Items listed in a dataset:
Start

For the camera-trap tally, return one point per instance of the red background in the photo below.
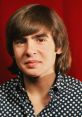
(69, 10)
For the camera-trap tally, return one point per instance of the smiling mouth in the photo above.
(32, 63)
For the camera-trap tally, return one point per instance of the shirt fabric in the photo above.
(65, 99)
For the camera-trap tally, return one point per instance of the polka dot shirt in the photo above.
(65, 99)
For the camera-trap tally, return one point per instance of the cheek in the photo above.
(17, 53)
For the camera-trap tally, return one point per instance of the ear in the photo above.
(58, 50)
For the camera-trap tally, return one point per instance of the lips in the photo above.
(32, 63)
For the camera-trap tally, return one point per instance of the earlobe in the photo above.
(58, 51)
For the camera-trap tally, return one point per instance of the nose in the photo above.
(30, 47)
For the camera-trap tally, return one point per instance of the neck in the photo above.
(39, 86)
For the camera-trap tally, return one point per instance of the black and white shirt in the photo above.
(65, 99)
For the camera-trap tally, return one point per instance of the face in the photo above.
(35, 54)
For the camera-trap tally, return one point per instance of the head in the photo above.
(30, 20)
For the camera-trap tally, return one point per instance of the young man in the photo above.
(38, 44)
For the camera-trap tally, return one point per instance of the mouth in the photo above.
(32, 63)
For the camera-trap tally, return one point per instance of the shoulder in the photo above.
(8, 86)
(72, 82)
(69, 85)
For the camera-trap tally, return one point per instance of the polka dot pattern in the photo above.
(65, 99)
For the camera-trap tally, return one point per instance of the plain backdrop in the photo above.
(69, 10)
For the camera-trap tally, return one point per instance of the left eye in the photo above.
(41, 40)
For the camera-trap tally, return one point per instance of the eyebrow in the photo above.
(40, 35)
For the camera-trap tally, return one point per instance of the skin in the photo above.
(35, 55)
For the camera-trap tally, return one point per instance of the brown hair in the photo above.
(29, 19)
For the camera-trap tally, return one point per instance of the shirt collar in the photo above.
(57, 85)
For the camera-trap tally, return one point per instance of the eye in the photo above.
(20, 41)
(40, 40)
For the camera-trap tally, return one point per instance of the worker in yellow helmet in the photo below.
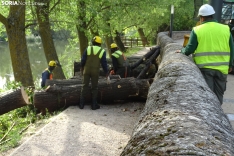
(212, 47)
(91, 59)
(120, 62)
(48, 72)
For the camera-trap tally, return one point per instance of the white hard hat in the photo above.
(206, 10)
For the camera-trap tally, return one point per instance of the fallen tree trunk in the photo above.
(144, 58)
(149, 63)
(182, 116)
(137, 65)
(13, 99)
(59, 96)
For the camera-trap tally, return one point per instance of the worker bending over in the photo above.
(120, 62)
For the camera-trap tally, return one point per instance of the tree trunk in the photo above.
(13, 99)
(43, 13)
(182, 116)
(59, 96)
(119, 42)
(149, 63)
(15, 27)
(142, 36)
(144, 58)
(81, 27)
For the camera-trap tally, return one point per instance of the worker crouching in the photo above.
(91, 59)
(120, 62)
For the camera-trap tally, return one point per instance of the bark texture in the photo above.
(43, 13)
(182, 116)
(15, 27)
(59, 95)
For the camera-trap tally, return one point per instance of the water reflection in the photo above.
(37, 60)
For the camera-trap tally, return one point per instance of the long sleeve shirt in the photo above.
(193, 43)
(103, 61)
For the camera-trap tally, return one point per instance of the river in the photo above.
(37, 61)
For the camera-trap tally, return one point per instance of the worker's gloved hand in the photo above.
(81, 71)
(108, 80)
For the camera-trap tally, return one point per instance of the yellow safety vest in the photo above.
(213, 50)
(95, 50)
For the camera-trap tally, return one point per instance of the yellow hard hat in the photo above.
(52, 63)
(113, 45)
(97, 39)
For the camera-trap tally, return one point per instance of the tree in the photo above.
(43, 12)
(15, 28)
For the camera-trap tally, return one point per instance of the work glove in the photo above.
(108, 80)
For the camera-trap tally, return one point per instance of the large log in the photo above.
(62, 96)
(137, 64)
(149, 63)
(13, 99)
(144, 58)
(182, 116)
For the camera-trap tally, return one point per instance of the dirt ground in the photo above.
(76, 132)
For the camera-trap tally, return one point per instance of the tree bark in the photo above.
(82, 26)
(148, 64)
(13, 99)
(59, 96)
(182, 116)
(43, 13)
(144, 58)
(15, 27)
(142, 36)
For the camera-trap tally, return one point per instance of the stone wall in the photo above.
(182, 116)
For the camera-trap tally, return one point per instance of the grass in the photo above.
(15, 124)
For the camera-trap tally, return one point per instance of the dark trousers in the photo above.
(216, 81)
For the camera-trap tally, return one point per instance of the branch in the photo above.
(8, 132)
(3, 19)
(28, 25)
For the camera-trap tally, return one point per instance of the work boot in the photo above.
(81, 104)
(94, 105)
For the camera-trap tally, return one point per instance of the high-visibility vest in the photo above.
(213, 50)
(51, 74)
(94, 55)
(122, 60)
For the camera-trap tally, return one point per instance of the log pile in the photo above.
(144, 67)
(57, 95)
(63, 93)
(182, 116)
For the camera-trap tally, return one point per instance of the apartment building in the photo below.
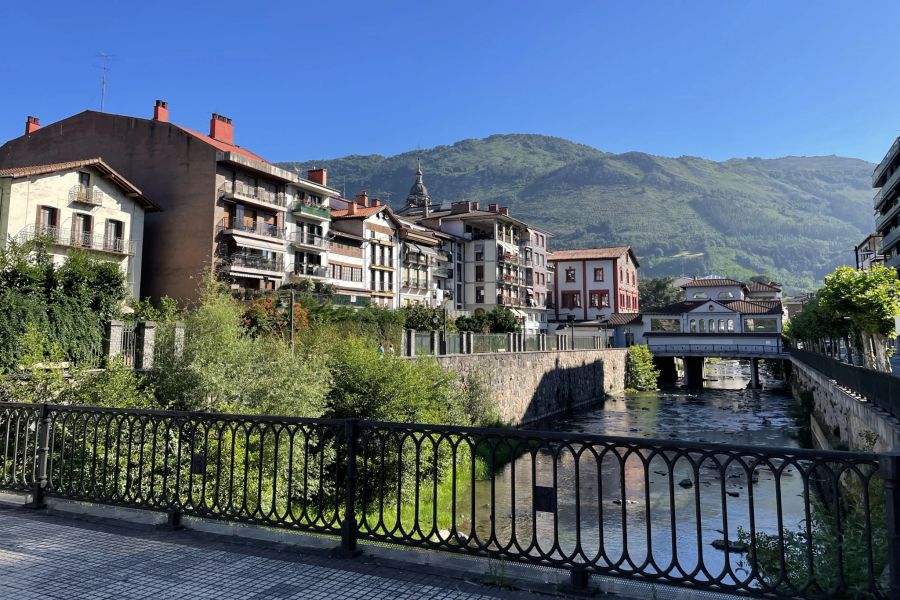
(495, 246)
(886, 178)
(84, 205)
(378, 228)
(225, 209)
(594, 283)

End

--- THE REQUEST ---
Please write out all the items above as a numbered list, skipping any blank lines and leaving the pictures out.

--- THE ANSWER ---
1. For the camera-trap tally, return one point per instance of the red background in the photo below.
2. (69, 10)
3. For the camera-trap tally, return one point per instance of the smiling mouth in the photo above.
4. (32, 63)
5. For the camera-trap tally, return one point per instance of the shirt fabric in the photo above.
6. (65, 99)
7. For the camera-trap tally, return one point per instance of the polka dot shirt in the photo above.
8. (65, 99)
9. For the camera-trap tally, return one point per instance of the cheek in the photo above.
10. (17, 53)
11. For the camera-trap tally, return one point per instance of the ear in the photo above.
12. (58, 50)
13. For the camera-trap tally, return one point per instance of the lips in the photo above.
14. (32, 63)
15. For the camera-trap tally, return one point per instance of the earlobe in the photo above.
16. (58, 51)
17. For the camera-trap tally, return one point per instance of the nose in the photo above.
18. (30, 47)
19. For the camera-trap tally, return one point per instance of the neck in the photo above.
20. (39, 86)
21. For the camera-trap tally, return one point per instance of the black and white shirt in the photo above.
22. (65, 99)
23. For the camera-trap tally, return one point per instance of the face in the photo above.
24. (35, 54)
25. For the camera-trap tally, return one point per instance of the head in the photo above.
26. (30, 20)
27. For the camera-trap tally, return one point per instance of the young man in the photo above.
28. (38, 44)
29. For the camera-trap tally, return one point per instance of the mouth in the photo above.
30. (32, 63)
31. For the camera-trap tally, return one point per instance of the shoulder in the photo above.
32. (8, 86)
33. (72, 82)
34. (69, 85)
35. For the camera-trap tally, return one point per instance of the polka dot pattern in the photo above.
36. (65, 99)
37. For the camera-trap tally, return one point per instance of the plain backdrop in the photo above.
38. (69, 10)
39. For the camera-trap tally, return one point per instance of the left eye in the photo above.
40. (41, 40)
41. For the camera-trap tally, return one point per instance of the eyebrow in the photo above.
42. (40, 35)
43. For the camera-trap tally, return one point per instance of the skin in the photo above.
44. (35, 55)
45. For the camera-trap tally, return one point per instance of the brown hair in the photo above.
46. (29, 19)
47. For the camera-trap tally, return one point per instance of the shirt collar in the photo above.
48. (57, 85)
49. For the camera-trap tally, return one point per instance of the eye in the photo above.
50. (20, 41)
51. (40, 40)
52. For the camera-trap tally, return one point per instance of the worker in yellow helmet in the photo below.
53. (212, 47)
54. (91, 59)
55. (120, 62)
56. (48, 72)
57. For the camera-trap tally, return one point per instance of the white hard hat in the photo above.
58. (206, 10)
59. For the camera-trap tally, return one point per instance of the fallen tree trunk in the photo above.
60. (144, 58)
61. (149, 63)
62. (182, 116)
63. (137, 65)
64. (13, 99)
65. (59, 96)
66. For the camera-trap tally, return one point per instance of the worker bending over in the photo above.
67. (120, 62)
68. For the camera-trap tally, return one point per instance of the tree trunk in the photo above.
69. (13, 99)
70. (43, 13)
71. (182, 116)
72. (59, 96)
73. (119, 42)
74. (149, 63)
75. (15, 27)
76. (142, 36)
77. (144, 58)
78. (81, 27)
79. For the camera-trap tally, return one point per instance of the worker crouching in the photo above.
80. (91, 59)
81. (120, 62)
82. For the camera-trap tally, return one point per instance of the bark texture in the photo above.
83. (43, 13)
84. (182, 116)
85. (15, 27)
86. (59, 95)
87. For the camera-trap tally, return one point per instance of the water reflection in the photo above.
88. (37, 60)
89. For the camera-trap tally, return one point per instance of the long sleeve shirt in the photo above.
90. (193, 43)
91. (103, 61)
92. For the camera-trap tally, return one point per instance of the river in the photo above.
93. (37, 61)
94. For the camera-trap tally, return one point per instance of the worker's gloved hand in the photo above.
95. (81, 71)
96. (108, 80)
97. For the camera-trap tally, return one point per instance of the yellow safety vest in the photo above.
98. (213, 50)
99. (95, 50)
100. For the camera-trap tally, return one point per instance of the yellow hard hat in the photo above.
101. (52, 63)
102. (113, 45)
103. (97, 39)
104. For the camera-trap tally, return one point per instance of the tree in the photo above.
105. (43, 12)
106. (15, 28)
107. For the camera-trap tally, return one point per instance of the work glove in the photo above.
108. (108, 80)
109. For the camera-trap tally, return one point per instance of the large log in the photo above.
110. (62, 96)
111. (137, 64)
112. (149, 63)
113. (13, 99)
114. (144, 58)
115. (182, 116)
116. For the camera-trap tally, return one point per instance of the dirt ground in the photo above.
117. (76, 132)
118. For the camera-trap tally, return one point per instance of the tree bark in the photo above.
119. (82, 26)
120. (148, 64)
121. (13, 99)
122. (59, 96)
123. (182, 116)
124. (43, 13)
125. (144, 58)
126. (15, 27)
127. (142, 36)
128. For the camera-trap tally, return one point per instance of the stone wall in the photo above.
129. (182, 116)
130. For the camera-trap tally, return one point per instance of the grass in the photo above.
131. (15, 124)
132. For the camera-trap tally, return one point per instance of the dark trousers in the photo above.
133. (216, 81)
134. For the camera-trap tally, return one point per instance of the branch in the photo above.
135. (8, 132)
136. (3, 19)
137. (28, 25)
138. For the camera-trap tally, return one point per instance of the work boot in the photo above.
139. (81, 104)
140. (94, 105)
141. For the camera-trap tally, return one point per instance of the high-visibility vest in the photo above.
142. (213, 50)
143. (51, 74)
144. (94, 55)
145. (122, 60)
146. For the camera-trap tally, return one point per instance of the log pile in the photo above.
147. (144, 67)
148. (57, 95)
149. (63, 93)
150. (182, 116)
151. For the camera-trap tally, return one point per instance of the apartment building in the photo below.
152. (495, 246)
153. (886, 178)
154. (84, 205)
155. (378, 228)
156. (225, 209)
157. (594, 283)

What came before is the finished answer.